(Items from a point annotation set)
Begin

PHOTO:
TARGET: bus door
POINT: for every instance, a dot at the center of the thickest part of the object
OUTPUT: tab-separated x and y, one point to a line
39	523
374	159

End

* _PROBLEM REQUIREMENTS_:
Reproduce every line of the items above, including the instruction lines. Multiply each x and y coordinate in the answers by 0.65 and round it to a whole number, with halves rounded up.

* _ANSWER TO THIS PROBLEM_:
PHOTO:
TARGET: bus door
POINT: for every instance, a dot at the center of the thickest part of the object
OUTPUT: tab-separated x and y, one point to a line
25	340
243	103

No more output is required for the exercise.